Challenge
Could you lay out the lines from the one containing "as [384, 282]." through the end of the entries, both included, as a JSON list of strings with one string per line and no blank lines?

--------------------

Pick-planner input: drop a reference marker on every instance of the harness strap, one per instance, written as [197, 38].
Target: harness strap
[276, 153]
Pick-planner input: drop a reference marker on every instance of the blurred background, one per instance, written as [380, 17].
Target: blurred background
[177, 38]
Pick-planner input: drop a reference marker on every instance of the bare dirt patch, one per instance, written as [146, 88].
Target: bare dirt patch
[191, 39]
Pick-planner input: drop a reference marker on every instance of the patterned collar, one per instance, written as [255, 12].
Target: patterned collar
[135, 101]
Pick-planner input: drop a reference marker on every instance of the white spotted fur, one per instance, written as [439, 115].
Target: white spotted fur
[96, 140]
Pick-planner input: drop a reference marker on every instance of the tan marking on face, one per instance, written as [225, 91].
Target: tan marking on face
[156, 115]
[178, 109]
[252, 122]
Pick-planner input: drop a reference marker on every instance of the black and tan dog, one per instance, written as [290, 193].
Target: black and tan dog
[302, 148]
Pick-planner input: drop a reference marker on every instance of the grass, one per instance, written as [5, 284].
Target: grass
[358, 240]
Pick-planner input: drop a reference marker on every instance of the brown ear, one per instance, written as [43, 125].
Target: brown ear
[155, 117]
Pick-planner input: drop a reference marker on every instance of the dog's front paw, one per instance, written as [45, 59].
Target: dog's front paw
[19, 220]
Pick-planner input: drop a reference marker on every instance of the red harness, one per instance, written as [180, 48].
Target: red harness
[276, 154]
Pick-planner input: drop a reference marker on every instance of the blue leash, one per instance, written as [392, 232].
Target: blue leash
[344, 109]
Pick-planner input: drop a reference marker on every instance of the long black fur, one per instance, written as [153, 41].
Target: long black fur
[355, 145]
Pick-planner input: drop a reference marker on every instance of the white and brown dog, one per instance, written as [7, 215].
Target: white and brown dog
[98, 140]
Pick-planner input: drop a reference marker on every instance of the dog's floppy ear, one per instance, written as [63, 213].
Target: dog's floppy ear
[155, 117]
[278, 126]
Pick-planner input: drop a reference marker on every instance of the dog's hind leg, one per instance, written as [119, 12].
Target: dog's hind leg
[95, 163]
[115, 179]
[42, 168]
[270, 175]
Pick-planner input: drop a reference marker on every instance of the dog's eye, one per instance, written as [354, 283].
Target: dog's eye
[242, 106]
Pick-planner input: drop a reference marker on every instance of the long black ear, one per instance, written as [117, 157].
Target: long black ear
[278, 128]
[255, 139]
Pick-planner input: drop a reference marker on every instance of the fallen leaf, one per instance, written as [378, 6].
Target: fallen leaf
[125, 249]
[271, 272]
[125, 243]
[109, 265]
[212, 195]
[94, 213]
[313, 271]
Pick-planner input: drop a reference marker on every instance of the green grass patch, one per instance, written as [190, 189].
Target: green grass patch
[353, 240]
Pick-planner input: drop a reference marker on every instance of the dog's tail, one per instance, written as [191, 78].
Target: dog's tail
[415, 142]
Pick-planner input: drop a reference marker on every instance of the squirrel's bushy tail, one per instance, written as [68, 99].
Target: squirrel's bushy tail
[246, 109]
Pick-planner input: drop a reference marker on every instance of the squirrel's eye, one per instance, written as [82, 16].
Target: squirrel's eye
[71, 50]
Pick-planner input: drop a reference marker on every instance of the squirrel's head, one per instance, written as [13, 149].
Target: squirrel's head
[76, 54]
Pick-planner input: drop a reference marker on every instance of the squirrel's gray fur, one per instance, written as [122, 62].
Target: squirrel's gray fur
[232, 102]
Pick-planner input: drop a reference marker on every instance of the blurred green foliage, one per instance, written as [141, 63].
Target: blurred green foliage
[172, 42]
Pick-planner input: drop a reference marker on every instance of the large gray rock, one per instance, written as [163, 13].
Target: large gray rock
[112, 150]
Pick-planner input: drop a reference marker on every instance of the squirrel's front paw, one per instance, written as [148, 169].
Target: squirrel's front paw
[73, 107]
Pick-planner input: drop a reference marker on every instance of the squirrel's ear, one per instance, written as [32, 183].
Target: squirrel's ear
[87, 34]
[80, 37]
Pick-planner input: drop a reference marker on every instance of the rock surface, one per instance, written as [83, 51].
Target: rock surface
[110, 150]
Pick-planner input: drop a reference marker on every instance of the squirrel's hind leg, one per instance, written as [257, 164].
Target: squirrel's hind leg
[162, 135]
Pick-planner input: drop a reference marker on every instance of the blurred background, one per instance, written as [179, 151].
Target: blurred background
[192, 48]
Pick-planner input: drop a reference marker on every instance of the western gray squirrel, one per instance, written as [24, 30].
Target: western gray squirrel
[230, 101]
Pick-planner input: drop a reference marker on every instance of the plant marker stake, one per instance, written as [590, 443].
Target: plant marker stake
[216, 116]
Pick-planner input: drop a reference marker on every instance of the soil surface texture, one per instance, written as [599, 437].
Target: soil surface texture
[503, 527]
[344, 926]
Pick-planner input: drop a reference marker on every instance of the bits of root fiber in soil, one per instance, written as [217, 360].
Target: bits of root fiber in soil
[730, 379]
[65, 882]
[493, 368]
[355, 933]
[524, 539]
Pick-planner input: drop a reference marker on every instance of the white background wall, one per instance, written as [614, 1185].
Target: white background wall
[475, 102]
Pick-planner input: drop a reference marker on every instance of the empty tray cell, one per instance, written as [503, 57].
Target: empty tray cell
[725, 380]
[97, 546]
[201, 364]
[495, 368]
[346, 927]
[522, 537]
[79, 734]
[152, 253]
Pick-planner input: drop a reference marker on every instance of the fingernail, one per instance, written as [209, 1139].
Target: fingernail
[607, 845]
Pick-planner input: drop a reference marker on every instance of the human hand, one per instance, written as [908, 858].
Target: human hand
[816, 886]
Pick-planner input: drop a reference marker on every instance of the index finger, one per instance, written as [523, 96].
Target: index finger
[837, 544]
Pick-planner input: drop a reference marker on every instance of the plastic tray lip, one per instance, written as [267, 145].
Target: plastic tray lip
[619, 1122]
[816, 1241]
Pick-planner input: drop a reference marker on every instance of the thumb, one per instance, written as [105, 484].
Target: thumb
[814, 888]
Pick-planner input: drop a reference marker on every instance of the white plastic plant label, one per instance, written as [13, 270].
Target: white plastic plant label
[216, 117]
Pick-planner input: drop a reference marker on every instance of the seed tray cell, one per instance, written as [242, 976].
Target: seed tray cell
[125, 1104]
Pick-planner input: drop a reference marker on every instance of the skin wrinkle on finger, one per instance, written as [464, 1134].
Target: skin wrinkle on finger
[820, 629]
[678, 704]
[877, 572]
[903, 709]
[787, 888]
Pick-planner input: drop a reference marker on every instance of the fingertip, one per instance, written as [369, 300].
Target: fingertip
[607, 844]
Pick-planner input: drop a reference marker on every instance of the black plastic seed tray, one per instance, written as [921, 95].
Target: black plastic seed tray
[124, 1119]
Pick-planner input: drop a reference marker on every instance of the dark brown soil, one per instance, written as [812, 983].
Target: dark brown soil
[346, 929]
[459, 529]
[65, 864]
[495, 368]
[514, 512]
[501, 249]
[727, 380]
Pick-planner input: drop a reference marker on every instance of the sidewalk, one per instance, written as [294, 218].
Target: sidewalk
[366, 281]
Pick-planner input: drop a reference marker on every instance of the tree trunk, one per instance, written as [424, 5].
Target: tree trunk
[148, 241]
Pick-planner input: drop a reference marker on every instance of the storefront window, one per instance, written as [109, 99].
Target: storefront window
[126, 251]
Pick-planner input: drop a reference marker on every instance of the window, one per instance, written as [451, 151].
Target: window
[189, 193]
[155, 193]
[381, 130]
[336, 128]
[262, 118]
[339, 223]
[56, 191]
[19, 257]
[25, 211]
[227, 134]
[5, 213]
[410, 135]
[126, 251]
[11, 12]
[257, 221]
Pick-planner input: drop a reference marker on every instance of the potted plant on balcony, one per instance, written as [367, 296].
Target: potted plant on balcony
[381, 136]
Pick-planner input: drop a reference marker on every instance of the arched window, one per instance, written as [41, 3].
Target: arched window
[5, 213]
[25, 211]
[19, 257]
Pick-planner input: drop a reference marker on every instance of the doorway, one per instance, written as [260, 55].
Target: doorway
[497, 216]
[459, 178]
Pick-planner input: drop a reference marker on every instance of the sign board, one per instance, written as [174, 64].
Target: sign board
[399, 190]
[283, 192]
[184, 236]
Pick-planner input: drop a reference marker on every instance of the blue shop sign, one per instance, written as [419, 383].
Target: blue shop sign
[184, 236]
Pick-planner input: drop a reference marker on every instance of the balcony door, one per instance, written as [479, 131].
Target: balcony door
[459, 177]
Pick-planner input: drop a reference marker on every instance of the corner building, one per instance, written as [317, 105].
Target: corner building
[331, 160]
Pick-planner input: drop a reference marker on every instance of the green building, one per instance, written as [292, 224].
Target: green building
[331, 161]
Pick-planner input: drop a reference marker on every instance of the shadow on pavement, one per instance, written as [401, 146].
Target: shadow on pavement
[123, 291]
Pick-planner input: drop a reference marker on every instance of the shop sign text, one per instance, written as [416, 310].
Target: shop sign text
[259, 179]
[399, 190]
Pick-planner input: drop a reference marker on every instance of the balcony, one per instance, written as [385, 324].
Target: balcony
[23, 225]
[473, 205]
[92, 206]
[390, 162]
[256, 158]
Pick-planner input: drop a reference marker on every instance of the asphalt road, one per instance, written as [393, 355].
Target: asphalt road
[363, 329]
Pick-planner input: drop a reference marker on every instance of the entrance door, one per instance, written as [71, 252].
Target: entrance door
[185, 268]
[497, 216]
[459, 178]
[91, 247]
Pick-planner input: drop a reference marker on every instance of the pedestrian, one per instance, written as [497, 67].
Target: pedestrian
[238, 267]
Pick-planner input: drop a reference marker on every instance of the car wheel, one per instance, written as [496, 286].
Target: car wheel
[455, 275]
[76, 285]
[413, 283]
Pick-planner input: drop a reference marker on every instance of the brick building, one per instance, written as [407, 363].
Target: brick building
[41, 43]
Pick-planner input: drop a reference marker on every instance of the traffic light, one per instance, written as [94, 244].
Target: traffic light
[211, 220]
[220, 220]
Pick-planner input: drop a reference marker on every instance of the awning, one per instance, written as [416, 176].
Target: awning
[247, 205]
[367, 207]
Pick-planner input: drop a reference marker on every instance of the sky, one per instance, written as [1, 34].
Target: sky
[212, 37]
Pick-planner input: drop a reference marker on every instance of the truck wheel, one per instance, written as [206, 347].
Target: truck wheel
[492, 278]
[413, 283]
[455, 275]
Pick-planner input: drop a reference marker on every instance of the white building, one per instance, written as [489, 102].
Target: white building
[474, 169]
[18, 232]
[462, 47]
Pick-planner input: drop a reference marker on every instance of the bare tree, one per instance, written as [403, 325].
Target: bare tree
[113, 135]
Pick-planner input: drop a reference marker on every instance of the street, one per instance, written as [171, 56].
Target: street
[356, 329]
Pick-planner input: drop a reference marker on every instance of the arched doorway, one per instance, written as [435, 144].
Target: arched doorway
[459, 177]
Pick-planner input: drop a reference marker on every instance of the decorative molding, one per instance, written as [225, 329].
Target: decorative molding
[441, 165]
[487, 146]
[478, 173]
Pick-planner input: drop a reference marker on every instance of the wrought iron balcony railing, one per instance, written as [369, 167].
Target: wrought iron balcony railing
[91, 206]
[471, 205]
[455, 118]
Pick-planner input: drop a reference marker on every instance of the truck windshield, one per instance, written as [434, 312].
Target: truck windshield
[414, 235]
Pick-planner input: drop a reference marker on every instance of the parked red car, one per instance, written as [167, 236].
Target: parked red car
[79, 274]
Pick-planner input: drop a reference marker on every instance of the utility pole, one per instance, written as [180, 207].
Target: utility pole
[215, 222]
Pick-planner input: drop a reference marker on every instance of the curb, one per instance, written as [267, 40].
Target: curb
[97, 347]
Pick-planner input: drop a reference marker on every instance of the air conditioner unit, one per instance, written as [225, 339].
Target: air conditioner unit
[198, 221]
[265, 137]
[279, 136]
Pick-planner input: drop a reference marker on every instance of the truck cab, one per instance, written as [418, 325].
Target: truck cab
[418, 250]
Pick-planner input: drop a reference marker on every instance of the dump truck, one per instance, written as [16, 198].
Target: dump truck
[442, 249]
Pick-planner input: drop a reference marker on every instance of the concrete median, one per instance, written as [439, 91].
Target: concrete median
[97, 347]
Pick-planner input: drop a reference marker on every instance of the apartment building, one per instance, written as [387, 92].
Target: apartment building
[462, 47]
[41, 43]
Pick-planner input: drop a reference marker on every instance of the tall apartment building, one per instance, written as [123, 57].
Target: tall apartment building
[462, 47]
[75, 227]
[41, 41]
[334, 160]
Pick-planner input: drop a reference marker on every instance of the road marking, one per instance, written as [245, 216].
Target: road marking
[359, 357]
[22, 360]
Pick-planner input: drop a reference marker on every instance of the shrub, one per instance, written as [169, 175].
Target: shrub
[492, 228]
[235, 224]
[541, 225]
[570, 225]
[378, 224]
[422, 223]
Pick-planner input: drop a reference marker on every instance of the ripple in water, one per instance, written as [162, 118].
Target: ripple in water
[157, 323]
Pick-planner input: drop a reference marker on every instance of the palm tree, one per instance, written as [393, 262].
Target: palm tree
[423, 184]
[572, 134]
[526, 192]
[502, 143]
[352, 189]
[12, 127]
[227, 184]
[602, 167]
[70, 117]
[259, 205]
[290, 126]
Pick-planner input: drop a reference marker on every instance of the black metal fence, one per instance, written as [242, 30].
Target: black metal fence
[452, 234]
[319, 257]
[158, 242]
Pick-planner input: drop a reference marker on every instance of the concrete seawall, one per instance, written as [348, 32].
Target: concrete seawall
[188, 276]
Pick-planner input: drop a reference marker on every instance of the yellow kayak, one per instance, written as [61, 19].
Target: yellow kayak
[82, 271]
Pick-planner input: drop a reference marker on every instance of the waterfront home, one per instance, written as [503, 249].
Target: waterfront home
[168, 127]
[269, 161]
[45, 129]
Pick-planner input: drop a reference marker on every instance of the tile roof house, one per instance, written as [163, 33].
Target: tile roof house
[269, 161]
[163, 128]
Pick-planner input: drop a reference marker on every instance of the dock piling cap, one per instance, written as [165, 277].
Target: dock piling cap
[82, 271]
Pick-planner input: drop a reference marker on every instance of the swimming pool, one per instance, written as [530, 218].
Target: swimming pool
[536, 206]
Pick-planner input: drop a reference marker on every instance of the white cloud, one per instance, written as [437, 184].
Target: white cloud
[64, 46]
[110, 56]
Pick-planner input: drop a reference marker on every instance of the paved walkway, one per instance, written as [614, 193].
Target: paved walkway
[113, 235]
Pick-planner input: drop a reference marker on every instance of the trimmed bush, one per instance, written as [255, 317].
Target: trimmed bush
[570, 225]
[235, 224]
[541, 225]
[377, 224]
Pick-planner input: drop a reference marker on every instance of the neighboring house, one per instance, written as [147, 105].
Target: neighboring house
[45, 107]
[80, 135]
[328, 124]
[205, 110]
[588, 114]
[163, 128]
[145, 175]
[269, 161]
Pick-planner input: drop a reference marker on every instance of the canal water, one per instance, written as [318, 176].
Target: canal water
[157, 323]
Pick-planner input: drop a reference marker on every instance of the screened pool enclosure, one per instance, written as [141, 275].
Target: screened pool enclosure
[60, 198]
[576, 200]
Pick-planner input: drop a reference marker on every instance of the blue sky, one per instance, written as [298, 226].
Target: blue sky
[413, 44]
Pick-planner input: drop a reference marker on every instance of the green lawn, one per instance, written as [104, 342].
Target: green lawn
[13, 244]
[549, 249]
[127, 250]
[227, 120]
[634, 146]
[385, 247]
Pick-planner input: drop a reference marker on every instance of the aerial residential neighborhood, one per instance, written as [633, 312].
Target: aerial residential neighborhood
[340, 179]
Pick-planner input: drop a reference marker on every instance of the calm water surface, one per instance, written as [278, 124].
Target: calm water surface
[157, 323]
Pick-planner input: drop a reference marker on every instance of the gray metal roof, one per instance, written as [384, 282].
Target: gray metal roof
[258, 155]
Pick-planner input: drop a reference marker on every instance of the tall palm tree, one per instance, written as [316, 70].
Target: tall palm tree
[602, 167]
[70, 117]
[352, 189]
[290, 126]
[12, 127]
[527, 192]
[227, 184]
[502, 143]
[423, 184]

--------------------

Task result
[
  "Pick-planner input: drop a reference marker on every instance of the gray metal roof, one per instance, written as [384, 282].",
  "Target: gray metal roof",
  "[258, 155]",
  "Pick-planner input: drop a reference marker on every instance of the tall palm tree, one per instance, written as [316, 70].",
  "Target: tall palm tree",
  "[602, 167]",
  "[70, 117]",
  "[352, 189]",
  "[290, 126]",
  "[12, 127]",
  "[527, 192]",
  "[227, 184]",
  "[502, 143]",
  "[423, 184]"
]